| TASK INSTRUCTIONS |
Starting at the line that contains "Place a pin on every instance of the iron" and ending at the last line of the records, both included, rescale only those lines. Reproduce every line, with each coordinate in the answers multiplied by 2.05 and rounded to a whole number (halves round up), and leave the requests and their sample coordinates unchanged.

• • • •

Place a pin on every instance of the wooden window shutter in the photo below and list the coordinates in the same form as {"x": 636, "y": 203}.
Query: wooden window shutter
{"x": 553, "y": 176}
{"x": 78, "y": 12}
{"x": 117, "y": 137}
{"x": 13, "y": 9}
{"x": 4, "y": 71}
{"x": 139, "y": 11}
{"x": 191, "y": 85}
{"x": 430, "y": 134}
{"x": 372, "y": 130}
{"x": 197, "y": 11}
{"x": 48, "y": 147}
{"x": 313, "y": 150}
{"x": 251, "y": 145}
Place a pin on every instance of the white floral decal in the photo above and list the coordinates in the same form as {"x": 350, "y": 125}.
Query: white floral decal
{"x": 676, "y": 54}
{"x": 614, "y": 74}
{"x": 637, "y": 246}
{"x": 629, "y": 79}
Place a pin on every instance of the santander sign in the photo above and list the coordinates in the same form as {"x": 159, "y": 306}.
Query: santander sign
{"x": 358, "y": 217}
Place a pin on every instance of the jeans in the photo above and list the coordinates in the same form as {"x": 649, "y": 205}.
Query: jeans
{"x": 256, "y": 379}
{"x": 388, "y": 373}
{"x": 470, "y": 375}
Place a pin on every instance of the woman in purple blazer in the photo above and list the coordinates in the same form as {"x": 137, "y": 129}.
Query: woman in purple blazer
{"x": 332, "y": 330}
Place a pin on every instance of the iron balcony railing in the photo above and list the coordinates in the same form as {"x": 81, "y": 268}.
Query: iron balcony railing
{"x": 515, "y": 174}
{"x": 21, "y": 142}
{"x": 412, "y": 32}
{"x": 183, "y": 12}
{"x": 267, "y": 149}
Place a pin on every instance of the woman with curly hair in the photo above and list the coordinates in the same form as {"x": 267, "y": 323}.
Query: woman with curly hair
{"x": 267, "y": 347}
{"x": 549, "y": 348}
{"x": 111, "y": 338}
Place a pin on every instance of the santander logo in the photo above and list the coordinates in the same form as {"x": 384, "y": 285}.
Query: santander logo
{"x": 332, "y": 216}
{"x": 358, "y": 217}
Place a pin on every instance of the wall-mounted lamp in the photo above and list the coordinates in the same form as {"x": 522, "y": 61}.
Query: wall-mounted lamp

• • • •

| CORRECT RESPONSE |
Place a pin on every instance of the iron balcony railing in the photo above and list the coordinates in the same form as {"x": 81, "y": 268}.
Query: iron balcony railing
{"x": 1056, "y": 357}
{"x": 43, "y": 291}
{"x": 845, "y": 66}
{"x": 375, "y": 25}
{"x": 547, "y": 305}
Place a pin on every instance of the woman with curly hair in the photo above and list the coordinates in the same form as {"x": 267, "y": 323}.
Query: woman with curly hair
{"x": 547, "y": 711}
{"x": 1125, "y": 713}
{"x": 228, "y": 693}
Place a pin on every instance of the santander logo in the photo above and list the coordinates in the same form as {"x": 384, "y": 285}.
Query: santander logo
{"x": 681, "y": 443}
{"x": 734, "y": 445}
Place a pin on every instance of the wall-mounted lamp in the photo above and list the coordinates in the same form as {"x": 522, "y": 61}.
Query: wall-mounted lamp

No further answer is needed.